= YOUR ASSIGNMENT =
Please copy out every line of the data word for word.

= RECORDED INFORMATION =
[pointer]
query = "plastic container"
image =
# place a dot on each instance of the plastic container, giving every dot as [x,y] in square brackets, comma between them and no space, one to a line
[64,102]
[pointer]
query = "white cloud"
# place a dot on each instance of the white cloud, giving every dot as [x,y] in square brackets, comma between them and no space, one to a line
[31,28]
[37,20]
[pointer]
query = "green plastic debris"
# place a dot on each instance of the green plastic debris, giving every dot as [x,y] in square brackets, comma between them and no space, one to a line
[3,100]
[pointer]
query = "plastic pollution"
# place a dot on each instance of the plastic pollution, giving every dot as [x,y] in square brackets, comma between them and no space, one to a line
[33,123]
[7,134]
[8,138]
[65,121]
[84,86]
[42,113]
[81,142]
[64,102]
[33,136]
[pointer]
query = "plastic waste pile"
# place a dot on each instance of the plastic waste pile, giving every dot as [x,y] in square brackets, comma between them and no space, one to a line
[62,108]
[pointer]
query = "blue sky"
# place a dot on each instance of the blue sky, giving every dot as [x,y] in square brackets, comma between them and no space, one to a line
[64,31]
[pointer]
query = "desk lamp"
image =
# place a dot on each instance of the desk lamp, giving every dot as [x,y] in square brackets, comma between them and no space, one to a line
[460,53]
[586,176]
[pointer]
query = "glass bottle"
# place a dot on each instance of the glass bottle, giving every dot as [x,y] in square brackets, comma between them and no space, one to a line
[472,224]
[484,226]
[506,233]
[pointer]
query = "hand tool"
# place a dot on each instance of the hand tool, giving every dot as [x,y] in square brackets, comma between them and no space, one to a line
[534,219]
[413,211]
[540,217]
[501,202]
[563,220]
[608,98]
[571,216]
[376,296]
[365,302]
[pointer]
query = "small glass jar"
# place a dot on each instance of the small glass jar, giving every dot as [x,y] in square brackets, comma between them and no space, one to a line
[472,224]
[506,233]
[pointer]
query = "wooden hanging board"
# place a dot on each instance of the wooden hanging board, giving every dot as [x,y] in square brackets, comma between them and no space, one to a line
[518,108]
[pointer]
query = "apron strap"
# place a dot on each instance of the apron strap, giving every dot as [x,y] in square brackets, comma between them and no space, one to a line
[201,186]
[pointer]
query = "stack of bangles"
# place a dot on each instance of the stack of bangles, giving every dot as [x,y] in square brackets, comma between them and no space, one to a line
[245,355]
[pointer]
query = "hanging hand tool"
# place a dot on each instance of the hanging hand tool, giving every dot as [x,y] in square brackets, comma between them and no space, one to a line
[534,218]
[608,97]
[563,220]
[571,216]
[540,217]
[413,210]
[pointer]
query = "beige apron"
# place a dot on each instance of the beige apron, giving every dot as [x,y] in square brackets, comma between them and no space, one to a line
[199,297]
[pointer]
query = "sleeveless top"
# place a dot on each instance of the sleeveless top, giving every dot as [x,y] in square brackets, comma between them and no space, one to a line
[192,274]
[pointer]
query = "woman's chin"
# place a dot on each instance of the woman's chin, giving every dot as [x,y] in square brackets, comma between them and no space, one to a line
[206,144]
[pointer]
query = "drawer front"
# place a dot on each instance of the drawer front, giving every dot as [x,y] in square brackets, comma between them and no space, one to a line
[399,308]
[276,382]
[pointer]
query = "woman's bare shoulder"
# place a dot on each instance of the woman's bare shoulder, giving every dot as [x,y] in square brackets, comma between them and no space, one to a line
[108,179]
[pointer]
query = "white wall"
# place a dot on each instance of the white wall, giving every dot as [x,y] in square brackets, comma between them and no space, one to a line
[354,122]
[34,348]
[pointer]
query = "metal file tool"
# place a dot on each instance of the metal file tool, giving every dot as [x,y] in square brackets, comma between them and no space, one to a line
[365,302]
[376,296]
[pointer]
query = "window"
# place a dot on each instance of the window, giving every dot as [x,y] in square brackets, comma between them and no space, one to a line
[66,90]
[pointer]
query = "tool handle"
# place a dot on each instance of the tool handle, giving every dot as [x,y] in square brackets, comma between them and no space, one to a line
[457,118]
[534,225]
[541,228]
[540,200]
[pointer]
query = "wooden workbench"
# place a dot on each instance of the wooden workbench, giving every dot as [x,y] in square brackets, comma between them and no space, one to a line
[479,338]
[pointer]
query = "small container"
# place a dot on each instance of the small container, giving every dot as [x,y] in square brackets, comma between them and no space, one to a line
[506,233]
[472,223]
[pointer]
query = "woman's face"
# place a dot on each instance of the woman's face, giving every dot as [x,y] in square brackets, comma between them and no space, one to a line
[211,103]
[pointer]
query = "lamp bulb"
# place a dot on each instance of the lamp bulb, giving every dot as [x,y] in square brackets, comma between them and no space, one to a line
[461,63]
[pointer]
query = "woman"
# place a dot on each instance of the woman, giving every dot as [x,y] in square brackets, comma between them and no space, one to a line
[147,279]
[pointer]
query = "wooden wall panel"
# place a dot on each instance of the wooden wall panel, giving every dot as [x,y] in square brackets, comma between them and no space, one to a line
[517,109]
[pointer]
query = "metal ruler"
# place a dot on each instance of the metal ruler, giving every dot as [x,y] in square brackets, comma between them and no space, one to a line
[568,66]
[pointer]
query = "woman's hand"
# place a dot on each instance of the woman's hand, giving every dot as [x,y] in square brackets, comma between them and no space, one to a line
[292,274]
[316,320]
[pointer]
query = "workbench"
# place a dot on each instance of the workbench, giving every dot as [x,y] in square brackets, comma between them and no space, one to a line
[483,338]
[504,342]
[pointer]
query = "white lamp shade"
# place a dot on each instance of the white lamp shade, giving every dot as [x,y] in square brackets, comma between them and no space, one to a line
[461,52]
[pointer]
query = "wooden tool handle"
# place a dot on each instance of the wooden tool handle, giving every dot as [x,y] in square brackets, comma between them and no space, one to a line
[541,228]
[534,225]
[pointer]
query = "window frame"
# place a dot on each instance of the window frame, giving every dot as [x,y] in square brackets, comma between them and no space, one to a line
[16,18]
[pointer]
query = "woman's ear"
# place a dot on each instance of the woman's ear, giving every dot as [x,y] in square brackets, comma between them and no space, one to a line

= EXPECTED OUTPUT =
[pointer]
query = "plastic container"
image =
# place a dot on each instance of the plastic container, giving every dot as [x,y] in square brackets, comma between them and no space, one to a line
[64,102]
[pointer]
query = "white cloud"
# place a dot on each instance of the white cloud, giving every dot as [x,y] in square brackets, comma between them and no space, one to a line
[31,28]
[37,20]
[pointer]
query = "green plastic debris"
# place a dot on each instance of the green plastic debris, giving every dot as [x,y] in square brackets, comma between them and no space, one to a line
[3,100]
[pointer]
query = "plastic pollution"
# place a dot on each instance of the plastic pollution, giving every dot as [x,y] in square brackets, comma between them and no space, one to a line
[33,123]
[7,134]
[8,138]
[65,121]
[84,86]
[42,113]
[81,142]
[64,102]
[33,136]
[pointer]
query = "plastic waste pile"
# place a dot on each instance of the plastic waste pile, giving every dot as [x,y] in square brackets, comma between them and no space, one to a line
[62,108]
[pointer]
query = "blue sky"
# place a dot on each instance of the blue sky, giving every dot as [x,y] in square brackets, comma between them and no space, one to a line
[64,31]
[pointer]
query = "desk lamp"
image =
# place a dot on each instance of the desk lamp, giving every dot as [x,y] in square brackets, comma between them and no space, one to a line
[460,53]
[586,176]
[pointer]
query = "glass bottle"
# place a dot on each instance of the glass bottle, giving every dot as [x,y] in square brackets, comma between them and no space, one to a line
[472,224]
[484,226]
[506,233]
[pointer]
query = "hand tool"
# place a dot on each instance of the hand tool, giving every dot as [x,y] in square brackets, comma between them and no space, one to a line
[534,219]
[413,211]
[540,217]
[501,202]
[563,220]
[608,98]
[571,216]
[376,296]
[365,302]
[pointer]
query = "small glass jar"
# place a dot on each instance of the small glass jar, giving every dot as [x,y] in square brackets, comma between them and no space, one to a line
[472,224]
[506,233]
[pointer]
query = "wooden hanging board"
# place a dot on each instance of the wooden hanging board, giving every dot as [x,y] in square brackets, comma between them and no space, one to a line
[518,108]
[pointer]
query = "apron strap"
# place a dot on each instance of the apron strap, giving every dot as [x,y] in square brackets, comma between them and no space, one to a line
[201,186]
[pointer]
query = "stack of bangles"
# place a dot on each instance of the stack of bangles, giving every dot as [x,y] in square brackets, comma between them and no space, one to a line
[245,355]
[pointer]
query = "hanging hand tool"
# place a dot on each instance of the hanging hand tool, giving every dot as [x,y] in square brackets, comma between them and no space, one to a line
[534,218]
[608,97]
[563,220]
[571,216]
[540,217]
[413,210]
[pointer]
query = "beige apron"
# place a dot on each instance of the beige apron, giving every dot as [x,y] in square brackets, comma between them and no space, one to a line
[199,297]
[pointer]
query = "sleeveless top"
# place a dot on each instance of the sleeveless top, giving every dot as [x,y] in square brackets, comma between them and no space, one to a line
[192,274]
[pointer]
query = "woman's chin"
# place a dot on each instance of the woman's chin, giving every dot as [x,y] in square brackets, comma between them and no space, one to a line
[206,144]
[pointer]
query = "drawer front"
# place a dot on each instance of the drawer front, giving every dot as [x,y] in square brackets, comma between them and no space, one to a line
[399,308]
[276,382]
[pointer]
query = "woman's bare shoulder"
# place a dot on each instance of the woman's bare shoulder, giving every dot as [x,y] in square brackets, comma between them and no space, one to a line
[108,179]
[pointer]
query = "white wall"
# place a dot on each instance of the white wall, giving every dot as [x,y] in square brackets, comma between them and no space, one to a line
[354,122]
[34,348]
[pointer]
query = "metal file tool"
# place a dot on each instance of the metal file tool, giving every dot as [x,y] in square brackets, comma between them and no space, one to a line
[365,302]
[376,296]
[pointer]
query = "window"
# place a dot on each instance of the window, giving every dot as [x,y] in square brackets, comma between them and no space, one to a line
[66,90]
[pointer]
query = "tool handle"
# place a dot on each instance of the tool handle, giving every dot as [x,y] in square brackets, comma between them and no space, one to a line
[457,118]
[534,225]
[541,228]
[540,200]
[pointer]
query = "wooden workbench"
# place a dot on each instance of the wooden workbench, giving every dot as [x,y] in square brackets, comma between them and no space, one to a line
[479,338]
[pointer]
query = "small container"
# place a dot on each instance of the small container, giving every dot as [x,y] in square brackets, comma between them and no space, one to a line
[506,233]
[472,223]
[pointer]
query = "woman's face"
# place a dot on each instance of the woman's face, giving every dot as [x,y] in square brackets, comma between them and no space, one to a line
[211,103]
[pointer]
query = "lamp bulb"
# place a dot on each instance of the lamp bulb, giving every dot as [x,y] in square brackets, comma between them and no space, one to a line
[461,63]
[pointer]
query = "woman"
# place a dot on each instance of the woman, giving every dot as [x,y] in square brackets, comma between them and no space, one to a line
[147,279]
[pointer]
query = "wooden wall panel"
# place a dot on each instance of the wooden wall panel, giving every dot as [x,y] in square brackets, comma between them and no space, one to a line
[517,109]
[pointer]
query = "metal ruler"
# place a dot on each instance of the metal ruler, giving every dot as [x,y] in square brackets, comma between them and no space, one to a line
[568,66]
[pointer]
query = "woman's hand"
# place a dot on each instance of the woman's hand, giving every dot as [x,y] in square brackets, comma between them and no space, one to a line
[292,274]
[316,320]
[pointer]
query = "workbench"
# place a dot on each instance of the workbench, giving every dot as [x,y] in square brackets, comma between them and no space, one to a line
[483,338]
[504,342]
[pointer]
query = "white lamp shade"
# place a dot on each instance of the white lamp shade, giving every dot as [x,y] in square brackets, comma between them and no space, one to a line
[461,52]
[pointer]
query = "wooden tool handle"
# place a dot on each instance of the wooden tool handle, giving every dot as [x,y] in square brackets, comma between them and no space, one to a line
[541,228]
[534,225]
[pointer]
query = "window frame"
# place a dot on each instance of the window frame, giving every dot as [x,y] in square brackets, comma between them and no space, one to a line
[16,18]
[pointer]
query = "woman's ear"
# place a dot on each instance of the woman's ear, giving every dot as [x,y] in square brackets, comma between them and no space, one to a line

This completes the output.